╭─ Bacaan

Milenial Bicara Politik, Kenapa Tidak?
Asyrani, telisik indonesia
Minggu, 11 April 2021
0 dilihat
Asyrani, Pemerhati Masalah Umat. Foto: Ist.
" Di setiap kebangkitan pemuda-lah pilarnya, di setiap pemikiran pemuda-lah pengibar panji-panjinya. "
Oleh: Asyrani
Pemerhati Masalah Umat
BERKACA pada sejarah, presiden pertama RI pernah menyampaikan dalam pidatonya, "Berikan aku sepuluh pemuda, maka aku akan mengguncangkan dunia."
Bahkan seorang tokoh pergerakan Mesir, Hasan Al-Banna menegaskan, "Di setiap kebangkitan pemuda-lah pilarnya, di setiap pemikiran pemuda-lah pengibar panji-panjinya."
Lalu apa kabar pemuda hari Ini? Perkembangan IPTEK telah merasuk ke dalam sumsum kehidupan pemuda saat ini. Tak heran jika mereka disebut sebagai 'generasi milenial'.
Namun, ternyata arus perkembangan tersebut tak hanya mengubah zaman, tapi berdampak pada kemorosotan pemikiran. Dengan kemudahan berselancar di dunia maya, informasi yang bertebaran seringkali tak terkendali. Bahkan, tak mampu meminimalisir adanya opini sekulerisasi.
Benar kata seorang pejuang, beda zaman beda tantangan. Karena faktanya hingga kini, permasalahan dalam negeri tak menemui titik resolusi yang pasti. Bahkan, hari demi hari kian menjadi-jadi.
Milenial pun tak yakin politisi mampu memberi solusi. Sebab, politisi dicap tak baik dalam menanggapi aspirasi. Tak sebanding dengan masa kampanye, demi hak pilih rakyat dicari-cari.
Berdasarkan hasil survei Indikator Politik Indonesia menunjukkan, sebanyak 64,7 persen anak muda menilai partai politik atau politisi di Indonesia tidak terlalu baik dalam mewakili aspirasi masyarakat (Merdeka.com,21/03/2021).
Meski menganggap politisi dan partai tak mampu mengatasi persoalan, namun masih berharap penyempurnaan praktik demokrasi menjadi solusi.
Sementara itu, berbagai stigma selalu dimunculkan ke permukaan. Mulai dari radikalisme, ekstremisme, dan isme-isme lainnya. Hal itu sejatinya dilakukan untuk menekan laju pergerakan politik Islam, agar tak menjadikannya panutan, tapi membiarkan 'oppa korea' dijadikan sebagai teladan.
Sungguh ironis bukan? Secara tidak langsung, milenial difasilitasi untuk menjadi generasi apatis. Sebab, berbicara politik dalam Islam, maka berbicara tentang mengurusi urusan umat.
Baca juga: Ini 50 Universitas Terbaik di Indonesia, Kampusmu Ada?
Teladan Hakiki Bagi Generasi
Generasi muda sejatinya ialah generasi yang memiliki peran strategis dalam membangun peradaban. Di tangannya kekuatan menegakkan nilai-nilai ideologi peradaban sangat besar. Tak heran jika di masa silam, peran pemuda mampu mencetak sejarah yang gemilang. Menghantarkan sebuah negara menjadi negara besar (adidaya).

╰─
╭─ Informasi Hasil Ekstraksi

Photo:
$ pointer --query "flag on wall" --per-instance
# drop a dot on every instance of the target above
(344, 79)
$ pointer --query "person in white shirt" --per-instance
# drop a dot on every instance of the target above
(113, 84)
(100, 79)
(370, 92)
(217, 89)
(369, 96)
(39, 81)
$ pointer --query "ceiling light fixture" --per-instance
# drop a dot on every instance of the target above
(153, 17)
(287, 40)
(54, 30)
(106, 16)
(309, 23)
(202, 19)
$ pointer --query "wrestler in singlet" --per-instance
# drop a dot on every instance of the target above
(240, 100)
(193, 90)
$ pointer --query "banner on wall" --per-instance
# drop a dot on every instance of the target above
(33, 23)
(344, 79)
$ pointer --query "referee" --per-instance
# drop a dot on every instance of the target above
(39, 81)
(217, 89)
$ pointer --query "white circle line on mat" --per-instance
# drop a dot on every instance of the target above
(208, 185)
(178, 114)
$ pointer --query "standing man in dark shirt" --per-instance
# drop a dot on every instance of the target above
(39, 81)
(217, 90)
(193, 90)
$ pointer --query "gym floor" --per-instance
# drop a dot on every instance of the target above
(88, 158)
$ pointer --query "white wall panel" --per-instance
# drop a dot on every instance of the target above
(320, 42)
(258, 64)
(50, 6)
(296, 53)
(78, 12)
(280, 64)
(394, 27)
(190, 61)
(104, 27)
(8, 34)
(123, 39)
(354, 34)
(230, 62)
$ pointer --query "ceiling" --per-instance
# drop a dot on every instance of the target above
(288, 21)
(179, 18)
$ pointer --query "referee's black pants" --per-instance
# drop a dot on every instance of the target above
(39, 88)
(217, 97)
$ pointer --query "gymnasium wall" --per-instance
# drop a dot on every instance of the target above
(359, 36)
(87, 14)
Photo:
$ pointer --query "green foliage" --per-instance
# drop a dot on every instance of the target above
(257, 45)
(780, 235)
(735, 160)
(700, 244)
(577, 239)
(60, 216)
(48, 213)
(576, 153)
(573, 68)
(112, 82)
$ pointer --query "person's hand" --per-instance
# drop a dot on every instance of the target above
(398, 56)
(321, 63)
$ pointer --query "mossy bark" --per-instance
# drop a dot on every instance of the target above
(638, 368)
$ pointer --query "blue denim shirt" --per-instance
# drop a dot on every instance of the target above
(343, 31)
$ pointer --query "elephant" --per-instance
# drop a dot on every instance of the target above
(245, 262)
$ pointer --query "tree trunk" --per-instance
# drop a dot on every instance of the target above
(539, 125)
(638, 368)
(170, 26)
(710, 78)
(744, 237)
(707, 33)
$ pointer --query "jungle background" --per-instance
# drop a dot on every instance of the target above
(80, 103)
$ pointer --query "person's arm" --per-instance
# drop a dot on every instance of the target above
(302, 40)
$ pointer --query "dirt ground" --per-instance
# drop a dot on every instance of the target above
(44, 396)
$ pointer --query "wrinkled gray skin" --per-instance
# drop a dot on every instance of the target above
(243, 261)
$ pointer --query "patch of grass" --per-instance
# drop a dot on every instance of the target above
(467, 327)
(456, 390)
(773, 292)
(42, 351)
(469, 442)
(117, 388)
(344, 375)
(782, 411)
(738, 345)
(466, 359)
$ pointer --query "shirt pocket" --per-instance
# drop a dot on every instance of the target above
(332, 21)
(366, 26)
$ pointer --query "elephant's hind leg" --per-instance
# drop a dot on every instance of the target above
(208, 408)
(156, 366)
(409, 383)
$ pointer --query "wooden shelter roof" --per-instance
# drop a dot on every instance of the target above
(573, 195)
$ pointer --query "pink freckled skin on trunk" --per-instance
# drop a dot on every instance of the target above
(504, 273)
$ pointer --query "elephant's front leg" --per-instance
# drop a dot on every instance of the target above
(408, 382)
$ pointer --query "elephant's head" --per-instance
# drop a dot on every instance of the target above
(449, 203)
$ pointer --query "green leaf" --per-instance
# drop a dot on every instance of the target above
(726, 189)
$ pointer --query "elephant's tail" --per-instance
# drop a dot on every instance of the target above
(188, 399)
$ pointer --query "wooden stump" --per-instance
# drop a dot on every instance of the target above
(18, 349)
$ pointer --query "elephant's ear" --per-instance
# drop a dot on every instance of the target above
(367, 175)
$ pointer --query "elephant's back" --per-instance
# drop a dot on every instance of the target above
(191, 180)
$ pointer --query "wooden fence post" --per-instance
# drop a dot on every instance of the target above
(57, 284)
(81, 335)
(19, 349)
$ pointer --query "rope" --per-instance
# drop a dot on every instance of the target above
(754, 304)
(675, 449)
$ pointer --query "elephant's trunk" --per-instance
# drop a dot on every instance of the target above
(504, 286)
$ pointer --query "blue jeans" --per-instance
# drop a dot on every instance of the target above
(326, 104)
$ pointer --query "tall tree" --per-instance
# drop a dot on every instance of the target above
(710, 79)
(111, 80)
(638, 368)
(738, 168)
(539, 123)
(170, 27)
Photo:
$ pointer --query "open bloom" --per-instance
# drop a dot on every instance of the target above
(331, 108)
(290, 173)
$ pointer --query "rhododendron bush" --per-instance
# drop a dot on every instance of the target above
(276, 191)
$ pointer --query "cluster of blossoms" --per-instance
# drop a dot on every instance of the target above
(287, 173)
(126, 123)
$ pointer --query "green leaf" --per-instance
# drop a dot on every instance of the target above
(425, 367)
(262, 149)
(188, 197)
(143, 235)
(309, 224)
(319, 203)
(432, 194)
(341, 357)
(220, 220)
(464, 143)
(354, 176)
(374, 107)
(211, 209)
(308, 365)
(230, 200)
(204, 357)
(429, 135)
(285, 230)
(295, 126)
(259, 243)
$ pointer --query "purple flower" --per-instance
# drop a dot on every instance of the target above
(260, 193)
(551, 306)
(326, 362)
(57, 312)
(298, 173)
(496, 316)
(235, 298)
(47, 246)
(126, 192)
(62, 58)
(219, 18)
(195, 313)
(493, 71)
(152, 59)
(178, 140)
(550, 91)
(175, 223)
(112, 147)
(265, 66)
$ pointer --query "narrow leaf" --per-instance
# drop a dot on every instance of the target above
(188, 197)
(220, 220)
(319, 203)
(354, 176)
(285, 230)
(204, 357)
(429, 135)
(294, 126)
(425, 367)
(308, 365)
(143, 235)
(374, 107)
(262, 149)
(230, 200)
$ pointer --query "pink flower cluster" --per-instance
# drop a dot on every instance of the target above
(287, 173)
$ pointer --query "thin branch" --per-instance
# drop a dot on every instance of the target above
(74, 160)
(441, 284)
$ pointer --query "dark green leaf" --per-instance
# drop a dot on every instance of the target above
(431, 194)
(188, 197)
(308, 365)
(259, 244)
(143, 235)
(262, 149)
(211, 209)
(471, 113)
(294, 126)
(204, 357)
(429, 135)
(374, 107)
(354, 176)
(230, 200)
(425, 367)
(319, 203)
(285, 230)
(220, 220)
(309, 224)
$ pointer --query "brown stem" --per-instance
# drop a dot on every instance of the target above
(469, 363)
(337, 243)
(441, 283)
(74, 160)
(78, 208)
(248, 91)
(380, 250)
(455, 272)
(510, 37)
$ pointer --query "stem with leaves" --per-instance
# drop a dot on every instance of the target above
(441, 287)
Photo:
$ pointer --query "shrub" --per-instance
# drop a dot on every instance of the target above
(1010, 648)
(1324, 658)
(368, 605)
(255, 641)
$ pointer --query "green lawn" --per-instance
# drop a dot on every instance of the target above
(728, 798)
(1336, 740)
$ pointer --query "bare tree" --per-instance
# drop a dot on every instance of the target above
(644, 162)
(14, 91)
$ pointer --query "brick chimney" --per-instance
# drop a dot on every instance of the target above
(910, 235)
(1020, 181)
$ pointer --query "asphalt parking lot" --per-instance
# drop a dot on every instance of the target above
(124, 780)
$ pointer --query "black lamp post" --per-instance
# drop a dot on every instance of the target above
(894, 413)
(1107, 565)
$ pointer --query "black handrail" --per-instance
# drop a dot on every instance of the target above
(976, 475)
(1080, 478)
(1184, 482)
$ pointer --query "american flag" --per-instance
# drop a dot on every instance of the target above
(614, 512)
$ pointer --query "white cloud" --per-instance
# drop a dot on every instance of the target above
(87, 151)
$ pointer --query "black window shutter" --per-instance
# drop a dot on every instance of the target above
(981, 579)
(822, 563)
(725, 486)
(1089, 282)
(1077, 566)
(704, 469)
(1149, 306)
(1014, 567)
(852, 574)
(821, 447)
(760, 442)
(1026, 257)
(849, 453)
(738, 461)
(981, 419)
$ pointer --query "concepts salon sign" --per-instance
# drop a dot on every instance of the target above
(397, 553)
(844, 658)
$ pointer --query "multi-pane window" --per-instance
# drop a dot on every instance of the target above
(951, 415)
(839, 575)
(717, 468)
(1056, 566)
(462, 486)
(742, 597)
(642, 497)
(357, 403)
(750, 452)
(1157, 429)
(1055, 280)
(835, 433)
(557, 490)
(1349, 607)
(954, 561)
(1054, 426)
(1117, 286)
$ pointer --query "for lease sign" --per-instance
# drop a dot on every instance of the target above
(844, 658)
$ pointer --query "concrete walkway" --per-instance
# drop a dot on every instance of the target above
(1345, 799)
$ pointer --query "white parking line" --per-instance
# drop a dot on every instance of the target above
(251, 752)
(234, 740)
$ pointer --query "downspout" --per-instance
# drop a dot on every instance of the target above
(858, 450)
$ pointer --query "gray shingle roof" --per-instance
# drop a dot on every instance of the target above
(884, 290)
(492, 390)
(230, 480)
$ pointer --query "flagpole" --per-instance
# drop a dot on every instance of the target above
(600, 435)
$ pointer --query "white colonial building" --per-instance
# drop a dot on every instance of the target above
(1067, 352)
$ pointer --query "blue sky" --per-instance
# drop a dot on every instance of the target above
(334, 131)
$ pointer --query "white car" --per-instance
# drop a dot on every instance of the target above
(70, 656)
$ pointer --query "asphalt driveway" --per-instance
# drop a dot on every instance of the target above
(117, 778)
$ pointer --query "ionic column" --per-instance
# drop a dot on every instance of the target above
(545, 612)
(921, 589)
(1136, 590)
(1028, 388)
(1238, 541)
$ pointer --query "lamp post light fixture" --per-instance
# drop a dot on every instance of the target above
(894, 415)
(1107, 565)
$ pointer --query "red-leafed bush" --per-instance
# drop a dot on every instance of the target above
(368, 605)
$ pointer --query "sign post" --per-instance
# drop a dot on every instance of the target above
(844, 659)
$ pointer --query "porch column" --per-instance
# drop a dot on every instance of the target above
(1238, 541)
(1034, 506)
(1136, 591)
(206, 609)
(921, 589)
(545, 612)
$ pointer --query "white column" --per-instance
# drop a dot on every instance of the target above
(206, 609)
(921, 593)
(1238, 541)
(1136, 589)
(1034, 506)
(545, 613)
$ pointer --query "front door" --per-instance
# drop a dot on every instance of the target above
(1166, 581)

╰─

Dalam bacaan tentang milenial dan politik, berapa persen anak muda yang menurut survei Indikator Politik Indonesia menilai partai politik atau politisi di Indonesia tidak terlalu baik dalam mewakili aspirasi masyarakat?

■ Penyelesaian Soal ■
Sebanyak 64,7 persen.